** Task directions **
Rewrite every line from the line with "Target: exhibition banner" to the line with "(1337, 443)", both ends included, keeping the text lines unchanged. Shift each point by adding 107 to both of its coordinates.

# start of Information shown

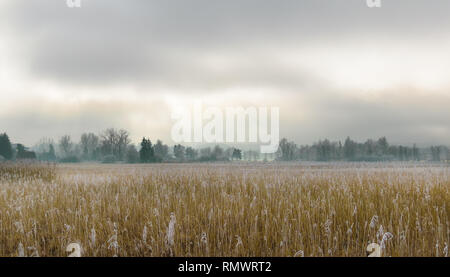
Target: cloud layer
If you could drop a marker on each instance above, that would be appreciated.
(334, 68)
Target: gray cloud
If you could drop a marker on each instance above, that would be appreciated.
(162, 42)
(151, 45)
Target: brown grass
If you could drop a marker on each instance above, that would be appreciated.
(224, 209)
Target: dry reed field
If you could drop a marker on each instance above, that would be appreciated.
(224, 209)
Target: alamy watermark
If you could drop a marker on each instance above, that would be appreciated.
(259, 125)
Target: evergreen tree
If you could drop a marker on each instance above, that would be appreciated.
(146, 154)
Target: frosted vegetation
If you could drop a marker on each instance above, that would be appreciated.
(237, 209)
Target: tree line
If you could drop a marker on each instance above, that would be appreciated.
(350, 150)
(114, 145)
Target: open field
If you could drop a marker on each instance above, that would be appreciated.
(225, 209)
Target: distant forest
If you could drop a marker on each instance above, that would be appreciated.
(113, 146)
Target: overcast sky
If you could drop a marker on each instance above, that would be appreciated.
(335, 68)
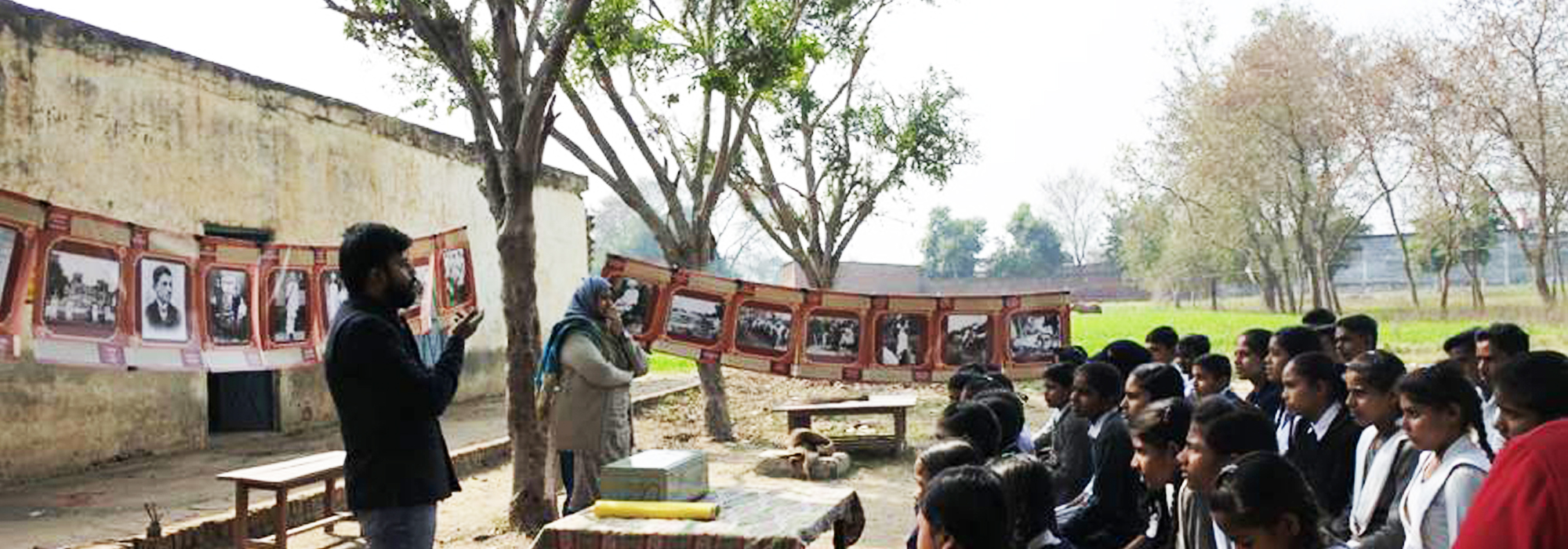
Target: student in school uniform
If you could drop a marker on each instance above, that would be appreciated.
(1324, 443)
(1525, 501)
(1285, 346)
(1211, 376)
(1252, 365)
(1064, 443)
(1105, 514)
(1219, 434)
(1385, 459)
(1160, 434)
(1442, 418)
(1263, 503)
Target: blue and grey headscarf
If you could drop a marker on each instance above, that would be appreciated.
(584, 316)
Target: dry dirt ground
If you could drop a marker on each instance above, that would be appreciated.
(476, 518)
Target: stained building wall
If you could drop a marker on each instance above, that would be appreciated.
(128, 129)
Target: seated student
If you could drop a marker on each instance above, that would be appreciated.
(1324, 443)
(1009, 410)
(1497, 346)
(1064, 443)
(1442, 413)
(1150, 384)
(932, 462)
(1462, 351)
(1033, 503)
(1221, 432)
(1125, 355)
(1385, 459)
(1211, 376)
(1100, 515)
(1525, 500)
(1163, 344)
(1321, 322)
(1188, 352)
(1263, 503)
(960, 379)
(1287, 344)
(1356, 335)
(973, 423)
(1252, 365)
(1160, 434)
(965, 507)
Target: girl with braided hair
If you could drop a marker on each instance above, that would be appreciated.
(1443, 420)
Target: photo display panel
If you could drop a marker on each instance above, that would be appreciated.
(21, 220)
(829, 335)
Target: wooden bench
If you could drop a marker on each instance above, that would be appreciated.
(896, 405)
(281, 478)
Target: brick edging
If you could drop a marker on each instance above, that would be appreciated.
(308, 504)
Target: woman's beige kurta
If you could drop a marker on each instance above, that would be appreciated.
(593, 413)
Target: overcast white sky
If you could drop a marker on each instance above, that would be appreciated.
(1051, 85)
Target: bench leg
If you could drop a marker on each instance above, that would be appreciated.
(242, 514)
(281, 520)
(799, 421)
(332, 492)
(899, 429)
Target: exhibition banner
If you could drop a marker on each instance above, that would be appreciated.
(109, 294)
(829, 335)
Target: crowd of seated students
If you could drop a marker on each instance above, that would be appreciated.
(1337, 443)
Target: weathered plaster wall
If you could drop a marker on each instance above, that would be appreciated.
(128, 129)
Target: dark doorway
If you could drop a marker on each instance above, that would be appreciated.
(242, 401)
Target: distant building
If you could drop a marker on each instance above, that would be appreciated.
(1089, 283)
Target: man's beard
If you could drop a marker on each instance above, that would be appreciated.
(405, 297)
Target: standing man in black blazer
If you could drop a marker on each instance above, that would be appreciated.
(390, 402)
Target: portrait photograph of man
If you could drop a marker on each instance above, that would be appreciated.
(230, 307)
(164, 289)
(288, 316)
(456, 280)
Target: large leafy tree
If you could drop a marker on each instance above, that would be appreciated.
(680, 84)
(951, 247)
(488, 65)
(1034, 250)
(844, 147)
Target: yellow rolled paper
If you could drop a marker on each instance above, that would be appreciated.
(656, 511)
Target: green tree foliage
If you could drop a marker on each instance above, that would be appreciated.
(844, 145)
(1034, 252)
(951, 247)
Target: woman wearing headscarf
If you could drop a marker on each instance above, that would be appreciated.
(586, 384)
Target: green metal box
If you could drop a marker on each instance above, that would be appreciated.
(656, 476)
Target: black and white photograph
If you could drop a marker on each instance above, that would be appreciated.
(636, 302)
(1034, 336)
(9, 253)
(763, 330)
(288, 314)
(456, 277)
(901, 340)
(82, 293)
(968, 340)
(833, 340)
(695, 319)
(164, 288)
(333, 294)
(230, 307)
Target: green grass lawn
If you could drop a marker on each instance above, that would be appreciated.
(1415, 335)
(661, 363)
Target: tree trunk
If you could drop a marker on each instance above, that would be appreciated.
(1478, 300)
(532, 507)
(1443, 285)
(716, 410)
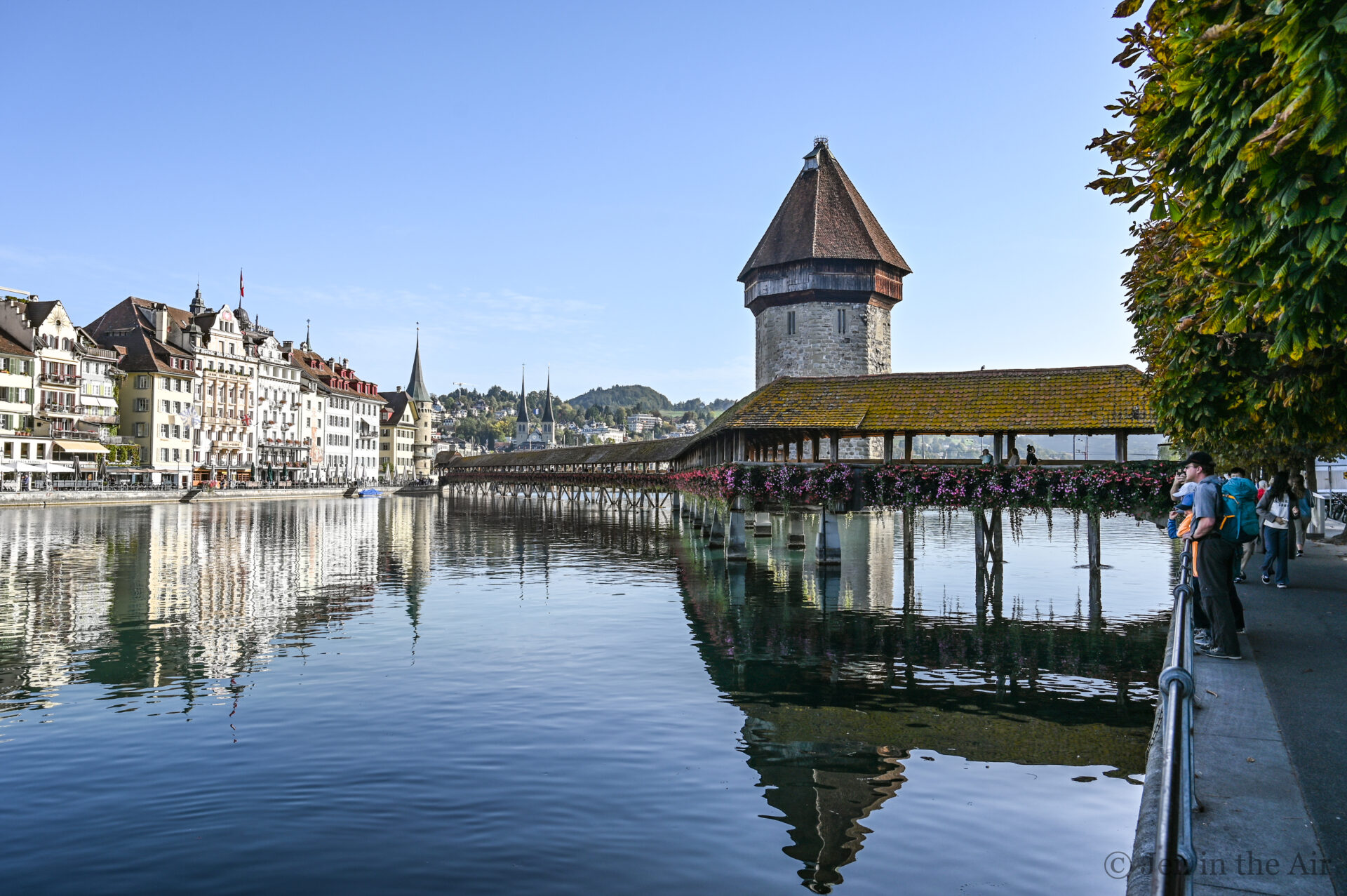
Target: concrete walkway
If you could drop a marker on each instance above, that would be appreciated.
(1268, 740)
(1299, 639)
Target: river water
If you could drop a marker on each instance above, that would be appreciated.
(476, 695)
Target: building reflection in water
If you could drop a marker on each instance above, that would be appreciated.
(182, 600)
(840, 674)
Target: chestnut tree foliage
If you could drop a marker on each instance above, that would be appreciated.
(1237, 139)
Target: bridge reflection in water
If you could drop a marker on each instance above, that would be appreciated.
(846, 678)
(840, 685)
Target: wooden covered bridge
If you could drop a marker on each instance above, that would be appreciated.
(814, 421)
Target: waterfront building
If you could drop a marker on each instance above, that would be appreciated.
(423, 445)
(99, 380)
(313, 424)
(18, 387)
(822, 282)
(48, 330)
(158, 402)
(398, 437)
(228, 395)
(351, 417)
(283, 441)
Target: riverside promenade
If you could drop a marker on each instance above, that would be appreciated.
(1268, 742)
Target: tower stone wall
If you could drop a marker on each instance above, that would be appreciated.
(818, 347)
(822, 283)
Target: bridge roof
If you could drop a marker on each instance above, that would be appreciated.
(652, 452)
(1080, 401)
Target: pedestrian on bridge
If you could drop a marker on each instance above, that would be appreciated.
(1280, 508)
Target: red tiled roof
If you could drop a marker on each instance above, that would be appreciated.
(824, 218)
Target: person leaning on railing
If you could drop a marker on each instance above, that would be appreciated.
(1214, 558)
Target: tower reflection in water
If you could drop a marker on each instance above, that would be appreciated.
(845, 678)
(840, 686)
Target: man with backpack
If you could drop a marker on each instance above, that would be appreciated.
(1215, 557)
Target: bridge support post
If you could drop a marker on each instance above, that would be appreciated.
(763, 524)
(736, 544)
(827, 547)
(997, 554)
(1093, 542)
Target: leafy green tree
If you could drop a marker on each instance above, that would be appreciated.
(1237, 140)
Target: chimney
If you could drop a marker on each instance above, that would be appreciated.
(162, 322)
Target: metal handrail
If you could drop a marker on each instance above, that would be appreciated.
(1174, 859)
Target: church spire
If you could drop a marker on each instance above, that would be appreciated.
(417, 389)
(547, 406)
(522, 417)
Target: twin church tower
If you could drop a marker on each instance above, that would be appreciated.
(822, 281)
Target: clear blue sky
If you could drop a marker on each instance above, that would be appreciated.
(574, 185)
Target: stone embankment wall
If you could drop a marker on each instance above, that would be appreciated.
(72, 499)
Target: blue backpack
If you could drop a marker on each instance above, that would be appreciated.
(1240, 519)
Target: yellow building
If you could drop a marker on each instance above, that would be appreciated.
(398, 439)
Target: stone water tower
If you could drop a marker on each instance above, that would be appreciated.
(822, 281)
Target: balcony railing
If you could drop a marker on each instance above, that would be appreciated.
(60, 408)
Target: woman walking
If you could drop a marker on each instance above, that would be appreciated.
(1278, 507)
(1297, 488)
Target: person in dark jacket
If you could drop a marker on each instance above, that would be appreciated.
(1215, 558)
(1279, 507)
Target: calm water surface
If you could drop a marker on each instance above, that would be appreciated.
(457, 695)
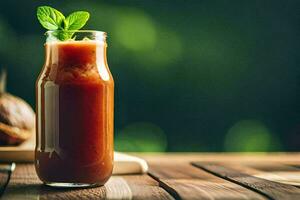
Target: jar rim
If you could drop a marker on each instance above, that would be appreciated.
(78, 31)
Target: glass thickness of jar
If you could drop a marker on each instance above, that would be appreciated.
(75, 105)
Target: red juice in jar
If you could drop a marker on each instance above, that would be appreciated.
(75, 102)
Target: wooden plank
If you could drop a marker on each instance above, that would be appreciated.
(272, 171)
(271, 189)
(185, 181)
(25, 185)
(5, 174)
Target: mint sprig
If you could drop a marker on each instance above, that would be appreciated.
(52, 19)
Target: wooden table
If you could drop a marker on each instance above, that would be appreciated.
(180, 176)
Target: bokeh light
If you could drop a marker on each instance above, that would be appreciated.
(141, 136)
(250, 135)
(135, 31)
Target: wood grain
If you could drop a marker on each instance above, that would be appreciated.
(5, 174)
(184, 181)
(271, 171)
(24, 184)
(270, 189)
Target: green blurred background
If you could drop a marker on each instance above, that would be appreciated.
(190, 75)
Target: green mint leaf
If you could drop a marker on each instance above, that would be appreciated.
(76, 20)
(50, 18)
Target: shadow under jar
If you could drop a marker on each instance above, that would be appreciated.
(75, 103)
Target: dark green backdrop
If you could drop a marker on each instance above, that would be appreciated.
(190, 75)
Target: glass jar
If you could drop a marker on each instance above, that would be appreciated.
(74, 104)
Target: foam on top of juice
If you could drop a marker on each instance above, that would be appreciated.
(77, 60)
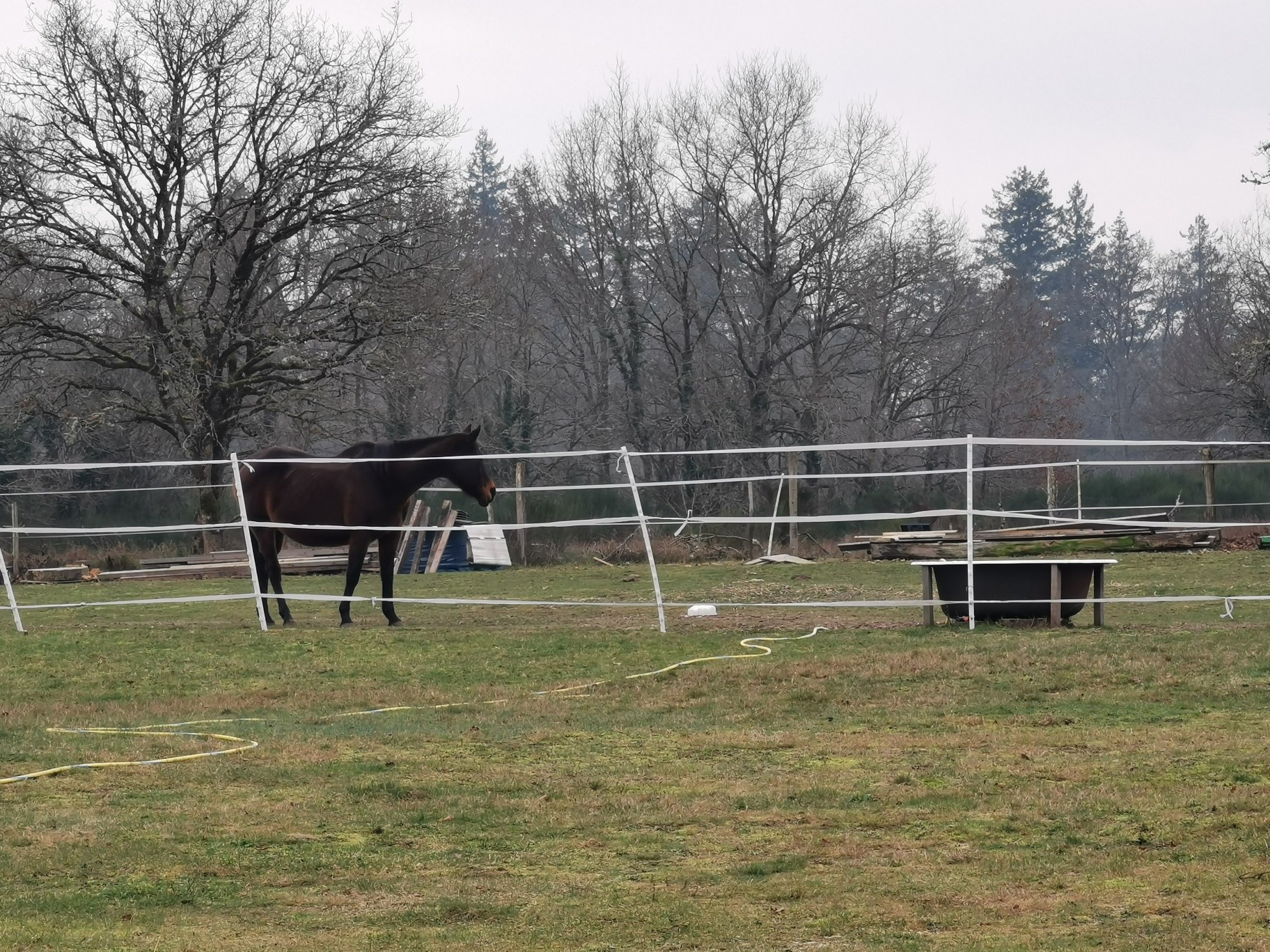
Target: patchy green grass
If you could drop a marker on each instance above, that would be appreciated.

# end of Information shown

** Response for this exercise **
Target: exhibition banner
If you could drop a marker on each instance above, that would be appreciated.
(216, 401)
(936, 442)
Target: crowd of seated students
If you could drop a marker on each instance above, that would be appreciated.
(1444, 550)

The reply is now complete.